* TEXTO DADO *
El comienzo es espectacular. Vean ustedes: un hombre maduro escala junto a
sus dos hijos el último tramo de una pared de roca vertical, altísima,
integrada a un imponente macizo granítico. La destreza escaladora del
terceto está probada por la precisión y verosimilitud de sus maniobras,
pero también porque lejos de preocuparse, apurarse o tan siquiera
transpirar, juegan alegremente al tutti-frutti. En eso cae una
mochila (como del cielo) que les pasa raspando. Tremendo susto. Es la
mochila de una cordada de escaladores amateurs, los cuales se
desploman tambíen, arrastrando en su caída a nuestros envidiables
jugadores de tutti-frutti. Esto acaba de empezar y ya tenemos a 5 hombres
colgando, a un par de metros de la pared, sobre un precipicio insondable.
Gran tensión. Los amateurs se sueltan, caen. Sólo quedan nuestros tres.
Tensa calma. La leva que sostiene la soga de la que cuelgan empieza
a correrse. El padre, que es quien está más abajo, le exige al hijo que
corte la soga con su navaja. La ecuación es simple: de ese modo habrá un
muerto; si no la corta, tres. La hija, más arriba, rechaza con fuerza
esta idea. Todo está tan bien filmado (en un sentido integral: puesto en
escena, montado, musicalizado) que no sólo ellos –ahora
sí– transpiran,
sino también el público, y no importa que la sala esté refrigerada.
El impecable acto inicial cede la
posta a otro, ambientado en los picos nevados del Himalaya tres años
después de la tragedia referida. Las imágenes siguen siendo
espectaculares. Y reales: bien fotografiadas, las montañas de este
mundo todavía son mil veces más conmovedoras que las generadas por
computadora. El drama se empieza a plantear: Peter (Chris O'Donnell), que
no ha vuelto a enfrentar una pared de aquellas desde el episodio de
la
soga, está allí como fotógrafo del National Geographic. Su hermana
Annie (Robin Tunney), que cada día escala mejor, también está entre esas nieves, y se dispone a conquistar el K2 (segundo pico en altura y
primero en peligrosidad del planeta) junto a un magnate excéntrico (Bill
Paxton), gran alpinista también, que planificó la escalada como parte de
una ambiciosa campaña de marketing empresarial.
Cuando escuché "magnate"
y "marketing" me dije: ¡ay, la que se nos viene!

* CONTENIDO DEL LISTADO *
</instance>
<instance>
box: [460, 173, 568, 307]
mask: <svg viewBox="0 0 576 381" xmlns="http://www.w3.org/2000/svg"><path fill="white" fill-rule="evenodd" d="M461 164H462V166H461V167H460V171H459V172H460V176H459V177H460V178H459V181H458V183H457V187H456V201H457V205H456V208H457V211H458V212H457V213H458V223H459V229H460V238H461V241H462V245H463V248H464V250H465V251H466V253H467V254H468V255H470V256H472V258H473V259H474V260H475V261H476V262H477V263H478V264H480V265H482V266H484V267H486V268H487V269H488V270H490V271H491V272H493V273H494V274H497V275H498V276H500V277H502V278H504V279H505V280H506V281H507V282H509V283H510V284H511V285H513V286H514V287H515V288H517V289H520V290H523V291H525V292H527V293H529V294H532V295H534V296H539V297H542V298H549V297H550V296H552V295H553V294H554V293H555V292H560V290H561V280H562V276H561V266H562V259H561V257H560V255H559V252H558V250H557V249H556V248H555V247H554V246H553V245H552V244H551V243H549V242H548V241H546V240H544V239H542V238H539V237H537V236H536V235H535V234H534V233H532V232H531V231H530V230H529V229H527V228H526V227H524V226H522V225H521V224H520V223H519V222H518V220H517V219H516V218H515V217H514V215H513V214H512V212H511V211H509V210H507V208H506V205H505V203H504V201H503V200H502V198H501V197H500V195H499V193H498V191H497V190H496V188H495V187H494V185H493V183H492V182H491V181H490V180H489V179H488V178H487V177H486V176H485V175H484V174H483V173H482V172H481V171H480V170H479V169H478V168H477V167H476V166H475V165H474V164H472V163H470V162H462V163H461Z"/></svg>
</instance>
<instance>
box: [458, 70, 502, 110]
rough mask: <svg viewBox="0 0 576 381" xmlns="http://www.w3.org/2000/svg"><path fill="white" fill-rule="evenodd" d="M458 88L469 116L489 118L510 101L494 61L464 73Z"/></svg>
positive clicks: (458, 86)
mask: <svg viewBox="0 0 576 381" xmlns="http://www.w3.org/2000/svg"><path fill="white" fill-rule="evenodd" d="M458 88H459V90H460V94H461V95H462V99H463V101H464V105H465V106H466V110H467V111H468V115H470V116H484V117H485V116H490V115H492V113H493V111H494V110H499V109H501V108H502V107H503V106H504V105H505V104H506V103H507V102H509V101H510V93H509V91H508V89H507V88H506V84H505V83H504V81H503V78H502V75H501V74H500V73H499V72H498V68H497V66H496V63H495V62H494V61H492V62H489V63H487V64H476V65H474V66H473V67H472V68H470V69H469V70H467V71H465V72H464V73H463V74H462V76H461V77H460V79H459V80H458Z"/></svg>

* OBJETIVO DEL EJERCICIO *
Por favor, retoma la reseña de la película de alpinismo y continúala a partir de su última frase.

* RESULTADO ESPERADO *
No se nos
viene enseguida, ya que este segundo tramo todavía depara un par de
golpes y emociones fuertes, encuadrados dentro de esa saludable –y tan
poco transitada– fuente de tensiones que es la conquista de la Naturaleza
por el Hombre. Pero se nos viene. Y el problema no es que la compulsa con
las fuerzas naturales sea progresivamente reemplazada por otra, entre los
hombres, sino que a esta le falta todo el vigor y el encanto de que
hacían gala las imágenes inaugurales. La perfidia del ricachón, su
impaciencia por trepar a cualquier precio (con las consecuentes peleas y
accidentes que obviamente desencadena) distan de ser los únicos rasgos
que Límite vertical esboza con mortal anticipación. No hay
profecía, por opaca y previsible, que haya faltado a la cita: desde los
vientos huracanados hasta el salto de Peter (llamado a superar su
culpa saliendo en rescate de su hermana), pasando por los movimientos de
cada uno de los personajes secundarios y por los choques y enfrentamientos
que sostienen, todo se nos preanuncia poco menos que a los
gritos.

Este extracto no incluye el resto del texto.